[Aim of the task]
Copy out every item below word for word, leaving each line unchanged.

[Given data]
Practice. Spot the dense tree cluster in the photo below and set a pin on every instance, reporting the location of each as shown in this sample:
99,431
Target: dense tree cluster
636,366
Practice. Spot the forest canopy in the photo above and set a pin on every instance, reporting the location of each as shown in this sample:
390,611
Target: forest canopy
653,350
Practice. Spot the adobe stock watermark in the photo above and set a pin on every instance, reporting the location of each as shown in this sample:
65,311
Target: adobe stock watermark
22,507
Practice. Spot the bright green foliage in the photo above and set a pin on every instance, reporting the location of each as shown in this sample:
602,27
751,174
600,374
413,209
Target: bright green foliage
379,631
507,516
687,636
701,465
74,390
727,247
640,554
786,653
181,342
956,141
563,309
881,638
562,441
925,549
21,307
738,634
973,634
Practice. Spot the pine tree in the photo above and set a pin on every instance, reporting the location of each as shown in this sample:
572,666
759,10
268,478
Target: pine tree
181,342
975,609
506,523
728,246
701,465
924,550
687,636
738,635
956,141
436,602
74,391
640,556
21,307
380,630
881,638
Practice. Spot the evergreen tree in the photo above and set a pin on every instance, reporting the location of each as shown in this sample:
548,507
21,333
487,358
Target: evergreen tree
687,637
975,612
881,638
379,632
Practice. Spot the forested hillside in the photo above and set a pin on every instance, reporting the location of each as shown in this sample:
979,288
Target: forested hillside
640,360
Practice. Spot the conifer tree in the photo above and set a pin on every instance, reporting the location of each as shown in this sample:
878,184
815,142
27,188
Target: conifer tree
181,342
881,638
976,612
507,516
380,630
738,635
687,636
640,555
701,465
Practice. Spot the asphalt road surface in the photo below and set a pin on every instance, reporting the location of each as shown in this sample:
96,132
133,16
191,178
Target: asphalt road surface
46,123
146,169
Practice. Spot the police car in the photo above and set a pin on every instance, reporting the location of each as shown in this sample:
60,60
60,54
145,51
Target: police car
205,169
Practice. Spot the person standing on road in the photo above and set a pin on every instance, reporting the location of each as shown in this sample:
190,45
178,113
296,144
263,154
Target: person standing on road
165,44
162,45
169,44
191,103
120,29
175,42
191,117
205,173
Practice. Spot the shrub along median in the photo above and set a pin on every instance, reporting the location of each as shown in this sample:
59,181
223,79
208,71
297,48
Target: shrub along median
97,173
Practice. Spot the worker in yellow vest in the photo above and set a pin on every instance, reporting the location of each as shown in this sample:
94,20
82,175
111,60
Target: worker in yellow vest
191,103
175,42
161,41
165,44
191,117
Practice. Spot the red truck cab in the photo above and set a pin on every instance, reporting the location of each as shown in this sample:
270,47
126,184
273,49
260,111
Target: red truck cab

[Correct result]
Practice. Spot the dense tree cluster in the photo below and set a pin on every instance, reporting the location of each as shown in this sample:
99,431
Target: dense tree cluster
636,366
Practice. Spot the forest canopy in the photo above and set a pin on every instance, reporting the location of each as shown in this sample:
390,611
Target: forest canopy
653,350
Practice. Spot the adobe stock watermark in the photo above and set a pin on every instance, reporting the location of each as shown in this sample:
65,311
Target: adobe stock watermark
22,507
Practice. Spot the bright green foliage in the photo above and set a pin on every instance, reporting the location of each as shown in this sample:
602,27
751,174
600,374
413,209
Target: bright green foliage
379,631
507,516
687,636
701,465
74,390
727,247
640,554
786,653
181,342
956,141
563,309
881,638
562,441
925,549
21,307
738,634
973,634
Practice. Spot the pine tree in the photo above and set a pin on every instance, reporting the location of each as shown in this sample:
572,666
759,10
268,478
Target: pine tree
181,342
975,609
506,523
728,246
701,465
924,550
687,636
738,635
956,141
436,602
74,391
640,556
21,307
380,630
881,638
Practice. Spot the evergreen tree in the photo above and set a pin on every instance, reporting the location of each as shown in this sample:
548,507
21,333
487,358
Target: evergreen tree
687,637
975,612
881,638
379,632
Practice. Spot the forested hillside in the photo above and set a pin on every instance, reporting the location of each as shown in this sample:
979,288
Target: forested hillside
640,360
Practice. Spot the conifer tree in the photo above and set a pin on every instance, reporting the location of each as shown in this sample:
878,184
815,142
27,188
Target: conifer tree
181,342
881,638
976,612
507,516
380,630
738,635
687,636
640,555
701,465
Practice. Spot the asphalt road surface in the photo below and set a pin on every instance, reporting the location of each as shown in this sample:
96,132
133,16
191,178
Target: asphalt road surface
46,123
146,169
Practice. Spot the police car in the photo above and set a pin on every instance, reporting the location of each as shown in this sample:
60,60
60,54
145,51
Target: police car
205,169
Practice. Spot the person standing on road in the photo above and set a pin on every instance, reporting the location of each as shown in this sample:
190,45
178,113
296,144
263,154
Target: person standing on road
165,44
162,45
169,44
191,103
120,29
175,42
191,117
205,173
Practice. Spot the shrub along median in the photo above and set a pin on every instance, reporting the location of each as shown in this sample:
59,181
223,79
208,71
297,48
Target: shrub along median
97,173
Practice. Spot the worker in yellow vest in the photo above and set a pin on every instance, reporting the location of each as shown in this sample:
94,20
82,175
111,60
Target: worker in yellow vest
191,103
175,42
161,41
165,44
191,117
Practice. Spot the red truck cab in the photo above and set a pin on every instance, reporting the location of each as shown in this sample:
270,47
126,184
273,49
260,111
Target: red truck cab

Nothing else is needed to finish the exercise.